--- Start of EXTRACTED TEXT ---

Note: Please do play around with hyperparameters if you don’t get the desired result. I’ve nailed the hyperparameters by setting them to particular value based on instinct in one go. Also, please make sure not to change the values of mean & standard deviation in transforms.Normalize() as those values are default and are considered after rigorous training of ResNet architecture on the ImageNet Dataset.

import torch
import torch.nn as nn
from torchvision import transforms
import sys
sys.path.append('/opt/cocoapi/PythonAPI')
from pycocotools.coco import COCO
from data_loader import get_loader
from model import EncoderCNN, DecoderRNN
import math


## TODO #1: Select appropriate values for the Python variables below.
batch_size = 64          # batch size
vocab_threshold = 5        # minimum word count threshold
vocab_from_file = True    # if True, load existing vocab file
embed_size = 300           # dimensionality of image and word embeddings
hidden_size = 512          # number of features in hidden state of the RNN decoder
num_epochs = 3             # number of training epochs
save_every = 1             # determines frequency of saving model weights
print_every = 100          # determines window for printing average loss
log_file = 'training_log.txt'       # name of file with saved training loss and perplexity

# (Optional) TODO #2: Amend the image transform below.
transform_train = transforms.Compose([ 
    transforms.Resize(256),                          # smaller edge of image resized to 256
    transforms.RandomCrop(224),                      # get 224x224 crop from random location
    transforms.RandomHorizontalFlip(),               # horizontally flip image with probability=0.5
    transforms.ToTensor(),                           # convert the PIL Image to a tensor
    transforms.Normalize((0.485, 0.456, 0.406),      # normalize image for pre-trained model
                         (0.229, 0.224, 0.225))])

# Build data loader.
data_loader = get_loader(transform=transform_train,
                         mode='train',
                         batch_size=batch_size,
                         vocab_threshold=vocab_threshold,
                         vocab_from_file=vocab_from_file)

# The size of the vocabulary.
vocab_size = len(data_loader.dataset.vocab)

# Initialize the encoder and decoder. 
encoder = EncoderCNN(embed_size)
decoder = DecoderRNN(embed_size, hidden_size, vocab_size)

# Move models to GPU if CUDA is available. 
device = torch.device("cuda" if torch.cuda.is_available() else "cpu")
encoder.to(device)
decoder.to(device)

# Define the loss function. 
criterion = nn.CrossEntropyLoss().cuda() if torch.cuda.is_available() else nn.CrossEntropyLoss()

# TODO #3: Specify the learnable parameters of the model.
params = list(decoder.parameters()) + list(encoder.embed.parameters())

# TODO #4: Define the optimizer.
optimizer = torch.optim.Adam(params = params, lr = 0.001)

--- End of EXTRACTED TEXT ---
--- Start of MATERIAL PROVIDED ---

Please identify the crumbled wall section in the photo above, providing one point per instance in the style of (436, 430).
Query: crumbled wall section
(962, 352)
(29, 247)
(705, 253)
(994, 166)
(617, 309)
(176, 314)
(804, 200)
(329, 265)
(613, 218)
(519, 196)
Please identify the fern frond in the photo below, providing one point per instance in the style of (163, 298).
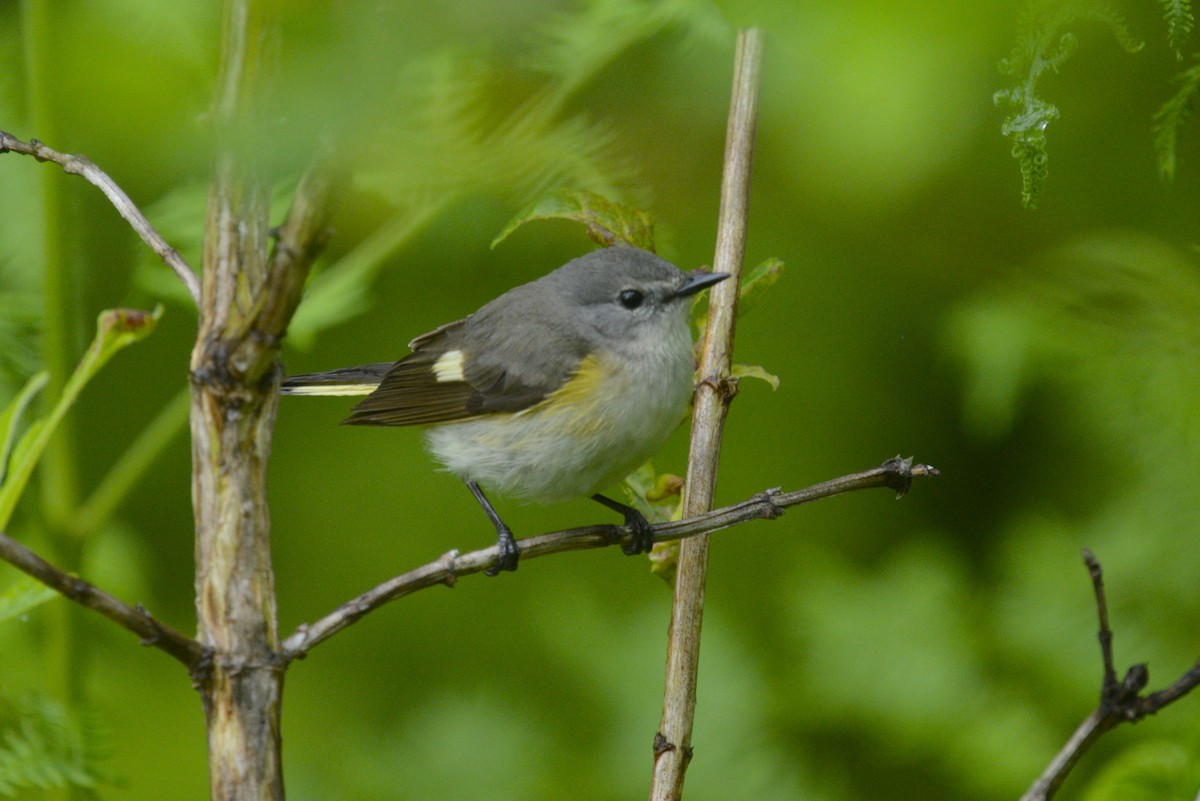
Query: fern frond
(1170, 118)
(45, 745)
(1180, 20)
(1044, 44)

--- End of MATERIAL PROVIDED ---
--- Start of MATERIAL PROVIDED ---

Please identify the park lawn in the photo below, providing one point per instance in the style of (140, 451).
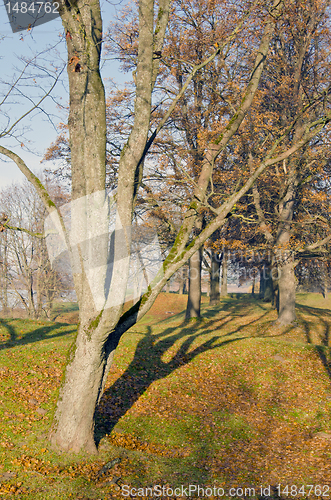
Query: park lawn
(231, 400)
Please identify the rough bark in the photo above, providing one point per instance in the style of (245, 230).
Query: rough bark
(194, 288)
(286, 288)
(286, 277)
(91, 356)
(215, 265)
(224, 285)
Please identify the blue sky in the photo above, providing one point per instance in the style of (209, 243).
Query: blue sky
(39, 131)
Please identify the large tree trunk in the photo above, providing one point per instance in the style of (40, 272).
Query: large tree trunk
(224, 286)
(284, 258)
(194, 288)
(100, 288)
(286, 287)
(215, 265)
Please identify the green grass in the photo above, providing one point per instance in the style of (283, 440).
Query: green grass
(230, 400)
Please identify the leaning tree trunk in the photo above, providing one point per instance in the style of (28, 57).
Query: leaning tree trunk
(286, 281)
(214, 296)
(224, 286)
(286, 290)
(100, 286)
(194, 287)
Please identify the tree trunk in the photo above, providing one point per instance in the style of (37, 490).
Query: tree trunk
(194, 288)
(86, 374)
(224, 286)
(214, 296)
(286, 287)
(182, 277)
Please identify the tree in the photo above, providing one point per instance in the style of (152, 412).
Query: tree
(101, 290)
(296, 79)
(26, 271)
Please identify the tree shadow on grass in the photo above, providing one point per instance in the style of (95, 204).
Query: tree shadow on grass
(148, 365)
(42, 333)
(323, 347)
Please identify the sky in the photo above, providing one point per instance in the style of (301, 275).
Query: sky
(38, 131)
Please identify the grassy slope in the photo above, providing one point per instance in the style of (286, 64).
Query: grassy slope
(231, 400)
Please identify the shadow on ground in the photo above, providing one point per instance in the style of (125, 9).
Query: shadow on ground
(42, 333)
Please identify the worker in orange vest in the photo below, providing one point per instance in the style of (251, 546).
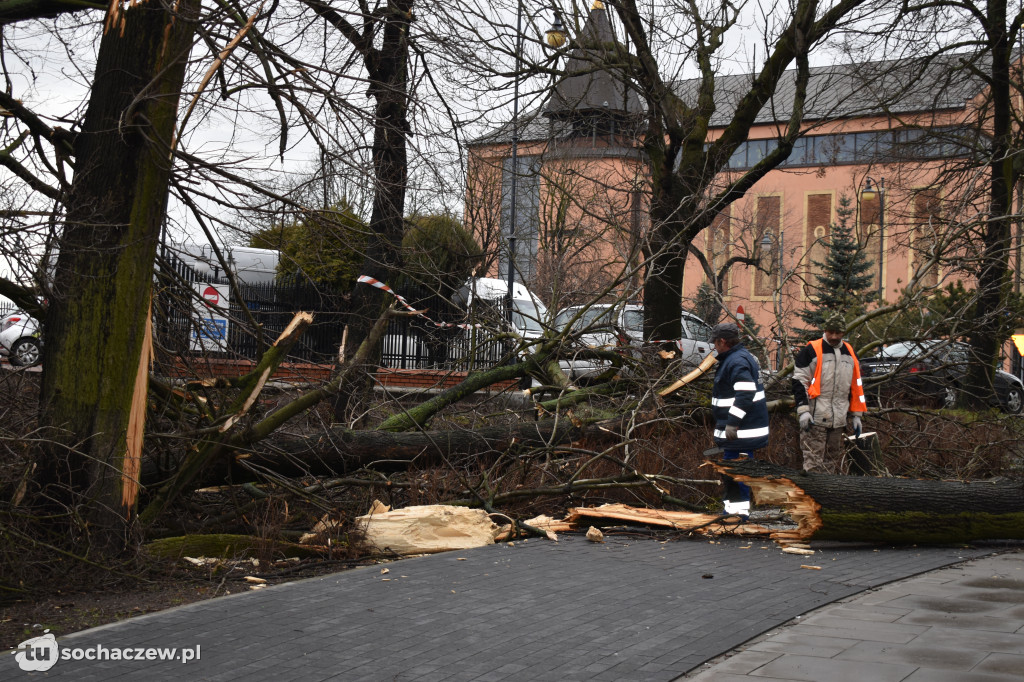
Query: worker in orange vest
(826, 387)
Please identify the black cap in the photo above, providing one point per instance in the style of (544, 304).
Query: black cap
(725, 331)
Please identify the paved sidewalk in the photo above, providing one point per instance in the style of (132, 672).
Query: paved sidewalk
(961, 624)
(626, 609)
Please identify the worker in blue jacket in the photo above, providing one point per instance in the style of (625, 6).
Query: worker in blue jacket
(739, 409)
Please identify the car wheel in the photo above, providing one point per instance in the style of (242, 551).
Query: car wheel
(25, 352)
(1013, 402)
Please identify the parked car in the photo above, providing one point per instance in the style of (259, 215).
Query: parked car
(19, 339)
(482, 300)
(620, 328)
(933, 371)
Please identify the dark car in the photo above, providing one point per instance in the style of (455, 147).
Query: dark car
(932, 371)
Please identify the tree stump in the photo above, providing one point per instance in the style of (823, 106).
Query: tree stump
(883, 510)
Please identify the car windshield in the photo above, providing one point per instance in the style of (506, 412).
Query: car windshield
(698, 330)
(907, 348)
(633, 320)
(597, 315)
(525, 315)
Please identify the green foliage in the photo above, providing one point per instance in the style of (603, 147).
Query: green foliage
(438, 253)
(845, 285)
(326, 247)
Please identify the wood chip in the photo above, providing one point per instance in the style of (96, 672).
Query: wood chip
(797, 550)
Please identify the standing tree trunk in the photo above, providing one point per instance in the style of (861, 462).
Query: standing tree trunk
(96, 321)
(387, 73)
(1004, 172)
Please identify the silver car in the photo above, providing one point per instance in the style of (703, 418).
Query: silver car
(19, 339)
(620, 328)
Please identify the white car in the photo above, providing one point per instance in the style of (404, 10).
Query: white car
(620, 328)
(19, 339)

--- End of MATERIAL PROVIDED ---

#### [GIVEN REQUEST 1]
In the captioning training code, what learning rate does the Adam optimizer use?
#### [GIVEN REQUEST 2]
List every transform that the training code composes into transform_train, in order.

#### [TASK ANSWER 1]
0.001

#### [TASK ANSWER 2]
transforms.Resize(256), transforms.RandomCrop(224), transforms.RandomHorizontalFlip(), transforms.ToTensor(), transforms.Normalize((0.485, 0.456, 0.406), (0.229, 0.224, 0.225))